Un «Piccoletto» gigante…

Carlos Dickson Pérez
¿Y qué coño, quieres tú…?, solía decirme al final del estrés de los juegos.
Acababa de jugar su hijo Luigi DAntuono o los otros que también eran como sus hijos.
Aquello era una invitación retadora a acompañarlo a la maleta de su carro, en la que no faltaba nada.
«Whisky, ron, vino, cerveza, refresco…ma, que coño quieres tu, Carlo…»
Su bar rodante era su terapia relajante, una vez terminaban los partidos en los que fungía de delegado, o simplemente de barra de los chamos.
Esa era solamente una porción de la generosidad de aquel italiano espléndido, aunque su mujer Amarilis, criolla como la que más, era -hasta que desapareció- el árbitro del partido de su vida, que controlaba con tarjeta amarilla algún exceso.
D’Antuono fue durante mucho tiempo el alma del fútbol del Centro Ítalo de Caracas.
 Allí lo conocimos mientras buscábamos el talento de la cantera, que surtió prodigiosamente al Deportivo Italia, igualmente a los Mundialitos de Fútbol del Olímpico, inventados por el abogado deltano Luis Enrique Vargas.
Fasano, Cíchero, Cavallo, Mucci, Franco Rizzi , Stippa, Parrella, Restifo, Capasso, Morovic, Pacífici, Manino y pare de contar, se volvieron familiares en el léxico del fútbol venezolano.
Mucho de mecenazgo existía también detrás de aquellos apellidos, de padres, que bien posesionados como empresarios, apostarían por el talento de sus hijos.
La irrupción de italianos en el fútbol en nuestro país, tenía la contraseña de origen en hombres procedentes de la bota europea, que llegaron huyendo de las guerras, y que encontraron en el nuevo mundo un consuelo a sus nostalgias de tifosi del Juventus, Nápoli, Milan o el equipo de su región.

Ejercicio 1
En el texto sobre D'Antuono, ¿de qué institución se dice que fue durante mucho tiempo el alma del fútbol?
Ejercicio 2
Escribe la continuación del texto sobre D'Antuono y los italianos en el fútbol venezolano a partir de su última oración.

Datos disponibles
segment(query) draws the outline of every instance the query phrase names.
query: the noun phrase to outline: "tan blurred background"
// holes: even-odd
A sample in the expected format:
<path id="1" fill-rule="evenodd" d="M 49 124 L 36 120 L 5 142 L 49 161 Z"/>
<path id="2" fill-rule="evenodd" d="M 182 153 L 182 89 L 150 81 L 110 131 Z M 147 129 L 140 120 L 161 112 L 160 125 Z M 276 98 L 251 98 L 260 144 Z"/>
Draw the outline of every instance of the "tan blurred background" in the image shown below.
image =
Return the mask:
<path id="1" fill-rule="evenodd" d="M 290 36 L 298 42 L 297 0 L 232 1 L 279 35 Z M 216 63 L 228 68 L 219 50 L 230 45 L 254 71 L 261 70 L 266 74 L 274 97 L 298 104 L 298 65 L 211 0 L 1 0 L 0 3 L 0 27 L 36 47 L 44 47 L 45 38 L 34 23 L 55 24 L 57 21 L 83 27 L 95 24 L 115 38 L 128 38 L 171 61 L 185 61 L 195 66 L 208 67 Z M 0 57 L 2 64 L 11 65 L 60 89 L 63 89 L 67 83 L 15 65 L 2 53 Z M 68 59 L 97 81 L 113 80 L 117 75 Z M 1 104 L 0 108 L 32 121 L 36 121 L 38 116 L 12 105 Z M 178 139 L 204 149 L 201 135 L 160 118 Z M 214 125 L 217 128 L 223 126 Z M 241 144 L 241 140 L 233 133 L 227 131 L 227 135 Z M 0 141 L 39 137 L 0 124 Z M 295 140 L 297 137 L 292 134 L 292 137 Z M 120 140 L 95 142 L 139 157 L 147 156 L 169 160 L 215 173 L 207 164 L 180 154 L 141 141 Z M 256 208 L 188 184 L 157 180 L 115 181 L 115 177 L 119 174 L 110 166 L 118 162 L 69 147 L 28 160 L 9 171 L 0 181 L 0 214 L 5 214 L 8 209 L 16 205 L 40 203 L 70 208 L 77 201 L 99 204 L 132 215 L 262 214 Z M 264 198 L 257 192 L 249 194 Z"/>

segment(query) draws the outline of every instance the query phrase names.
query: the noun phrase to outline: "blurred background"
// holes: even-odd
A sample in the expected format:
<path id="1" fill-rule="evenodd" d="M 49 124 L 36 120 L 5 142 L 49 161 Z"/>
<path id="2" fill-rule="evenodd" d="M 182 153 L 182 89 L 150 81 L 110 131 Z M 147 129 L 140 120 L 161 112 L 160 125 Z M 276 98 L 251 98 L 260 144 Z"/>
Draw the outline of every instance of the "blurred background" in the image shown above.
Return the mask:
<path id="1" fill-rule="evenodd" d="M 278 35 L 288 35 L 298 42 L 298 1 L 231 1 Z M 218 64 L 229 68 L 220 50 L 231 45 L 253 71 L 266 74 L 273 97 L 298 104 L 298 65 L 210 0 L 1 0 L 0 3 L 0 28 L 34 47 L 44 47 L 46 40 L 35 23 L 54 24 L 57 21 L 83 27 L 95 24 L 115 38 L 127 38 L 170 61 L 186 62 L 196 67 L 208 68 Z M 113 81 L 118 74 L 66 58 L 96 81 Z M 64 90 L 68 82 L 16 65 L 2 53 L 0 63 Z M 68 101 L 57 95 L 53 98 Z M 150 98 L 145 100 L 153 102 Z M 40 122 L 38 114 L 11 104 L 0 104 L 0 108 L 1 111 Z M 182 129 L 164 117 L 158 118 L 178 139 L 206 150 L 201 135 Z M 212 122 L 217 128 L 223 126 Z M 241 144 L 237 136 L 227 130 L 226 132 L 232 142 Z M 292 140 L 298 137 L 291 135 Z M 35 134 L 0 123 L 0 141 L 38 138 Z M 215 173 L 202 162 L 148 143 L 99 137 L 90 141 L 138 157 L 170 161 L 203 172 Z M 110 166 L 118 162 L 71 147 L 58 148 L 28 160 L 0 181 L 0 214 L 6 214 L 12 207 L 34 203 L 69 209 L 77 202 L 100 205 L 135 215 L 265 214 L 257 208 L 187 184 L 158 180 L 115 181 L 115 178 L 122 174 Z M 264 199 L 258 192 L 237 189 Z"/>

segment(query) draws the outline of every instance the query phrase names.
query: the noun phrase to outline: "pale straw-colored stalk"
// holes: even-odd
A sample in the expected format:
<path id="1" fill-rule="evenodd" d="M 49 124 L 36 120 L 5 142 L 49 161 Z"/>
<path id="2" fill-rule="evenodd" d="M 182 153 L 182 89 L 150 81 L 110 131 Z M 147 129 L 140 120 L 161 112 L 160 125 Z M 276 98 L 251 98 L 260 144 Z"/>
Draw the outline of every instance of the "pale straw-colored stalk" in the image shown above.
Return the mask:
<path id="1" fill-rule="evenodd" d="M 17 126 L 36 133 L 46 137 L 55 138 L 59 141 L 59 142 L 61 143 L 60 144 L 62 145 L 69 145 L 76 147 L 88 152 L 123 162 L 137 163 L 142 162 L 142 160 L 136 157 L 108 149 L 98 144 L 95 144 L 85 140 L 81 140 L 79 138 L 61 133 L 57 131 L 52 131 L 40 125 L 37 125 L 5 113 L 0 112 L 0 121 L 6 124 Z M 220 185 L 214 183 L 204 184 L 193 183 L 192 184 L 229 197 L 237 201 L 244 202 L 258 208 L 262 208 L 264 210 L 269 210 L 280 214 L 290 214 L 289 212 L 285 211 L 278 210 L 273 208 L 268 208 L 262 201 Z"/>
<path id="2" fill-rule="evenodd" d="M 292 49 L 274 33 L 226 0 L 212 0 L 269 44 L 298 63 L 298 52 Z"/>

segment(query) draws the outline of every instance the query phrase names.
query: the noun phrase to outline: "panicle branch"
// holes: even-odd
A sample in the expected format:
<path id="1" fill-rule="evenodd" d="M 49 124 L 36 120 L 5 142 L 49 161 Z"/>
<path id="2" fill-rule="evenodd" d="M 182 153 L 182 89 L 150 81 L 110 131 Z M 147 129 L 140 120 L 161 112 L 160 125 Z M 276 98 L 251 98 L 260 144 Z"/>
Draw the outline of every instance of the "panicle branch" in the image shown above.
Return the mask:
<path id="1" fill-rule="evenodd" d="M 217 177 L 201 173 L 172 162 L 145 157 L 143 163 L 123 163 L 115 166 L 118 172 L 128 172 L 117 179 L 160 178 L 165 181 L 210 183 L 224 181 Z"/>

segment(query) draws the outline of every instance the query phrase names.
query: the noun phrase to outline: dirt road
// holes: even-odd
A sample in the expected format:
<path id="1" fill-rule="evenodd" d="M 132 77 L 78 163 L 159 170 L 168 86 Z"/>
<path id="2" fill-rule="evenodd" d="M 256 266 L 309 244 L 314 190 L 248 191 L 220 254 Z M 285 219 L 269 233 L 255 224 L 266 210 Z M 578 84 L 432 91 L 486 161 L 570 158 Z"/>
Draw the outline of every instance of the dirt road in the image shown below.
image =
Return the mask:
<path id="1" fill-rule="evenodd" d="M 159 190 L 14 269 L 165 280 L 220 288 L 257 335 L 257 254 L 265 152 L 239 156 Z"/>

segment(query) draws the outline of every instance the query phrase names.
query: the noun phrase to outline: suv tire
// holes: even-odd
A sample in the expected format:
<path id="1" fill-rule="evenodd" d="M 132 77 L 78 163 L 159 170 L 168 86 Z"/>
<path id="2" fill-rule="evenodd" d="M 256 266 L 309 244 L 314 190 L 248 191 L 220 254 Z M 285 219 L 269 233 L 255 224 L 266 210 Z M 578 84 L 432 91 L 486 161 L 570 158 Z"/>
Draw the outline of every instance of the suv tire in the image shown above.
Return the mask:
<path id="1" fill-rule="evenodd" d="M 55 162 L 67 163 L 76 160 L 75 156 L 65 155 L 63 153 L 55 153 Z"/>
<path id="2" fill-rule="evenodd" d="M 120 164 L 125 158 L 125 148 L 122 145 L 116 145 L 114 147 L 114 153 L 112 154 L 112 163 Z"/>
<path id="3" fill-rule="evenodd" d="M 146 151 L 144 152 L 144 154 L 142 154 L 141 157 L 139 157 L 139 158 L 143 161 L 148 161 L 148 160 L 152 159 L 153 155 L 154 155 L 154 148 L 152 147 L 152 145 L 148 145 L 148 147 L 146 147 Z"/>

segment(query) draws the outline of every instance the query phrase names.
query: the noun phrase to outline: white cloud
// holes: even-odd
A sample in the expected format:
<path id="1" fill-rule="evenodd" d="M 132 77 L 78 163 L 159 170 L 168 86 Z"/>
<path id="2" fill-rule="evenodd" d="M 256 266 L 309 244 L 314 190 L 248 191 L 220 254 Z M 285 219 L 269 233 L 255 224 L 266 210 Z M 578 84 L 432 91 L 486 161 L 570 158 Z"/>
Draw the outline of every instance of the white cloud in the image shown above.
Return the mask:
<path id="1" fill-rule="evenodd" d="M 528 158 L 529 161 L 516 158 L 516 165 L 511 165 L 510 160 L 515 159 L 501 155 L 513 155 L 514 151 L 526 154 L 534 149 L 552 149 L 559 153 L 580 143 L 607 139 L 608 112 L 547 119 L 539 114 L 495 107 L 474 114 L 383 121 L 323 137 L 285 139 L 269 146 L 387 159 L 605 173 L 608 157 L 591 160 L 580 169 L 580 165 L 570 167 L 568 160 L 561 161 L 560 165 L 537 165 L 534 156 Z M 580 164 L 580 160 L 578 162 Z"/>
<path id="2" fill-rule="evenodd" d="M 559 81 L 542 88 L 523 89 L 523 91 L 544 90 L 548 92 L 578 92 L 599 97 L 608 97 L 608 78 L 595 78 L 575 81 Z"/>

Respuesta esperada 1
Del Centro Ítalo de Caracas.

Respuesta esperada 2
Antonio D’Antuono sumó con su brazo entre tantos paisanos, ayudando sin reservas.
Y así como para su hijo Gigi, que llegó a jugar los Mundialitos, en el Deportivo Italia y la Vinotinto juvenil, fue un auxilio permanente para esos chamos que llegaban sin más equipaje que sus esperanzas de ser grandes en el fútbol.
Que si los tacos, la ropita o cualquier necesidad de supervivencia, era atendida por este italiano buena gente por demás.
Alguien que nunca pidió tribuna ni mención absoluta en los eventos en los que contribuyó decisivamente a su éxito, como aquellos mundialitos inolvidables e inimitables del Olímpico de la UCV entre 1986 y 1990, con hasta 30 mil personas viendo chamos de 14 años.
Ahí estuve muy cerca del querido «Piccoletto» (pequeño en italiano), un gigante que nunca se cansó de ayudar y preguntar, «qué coño, quieres tú…».
Hoy le contesto, que lo único que quiero es…»Que Dios te reciba en su Santo Reino, querido Antonio. Tu cupo estaba reservado».
«Nos brindas un día que nos encontremos allá…».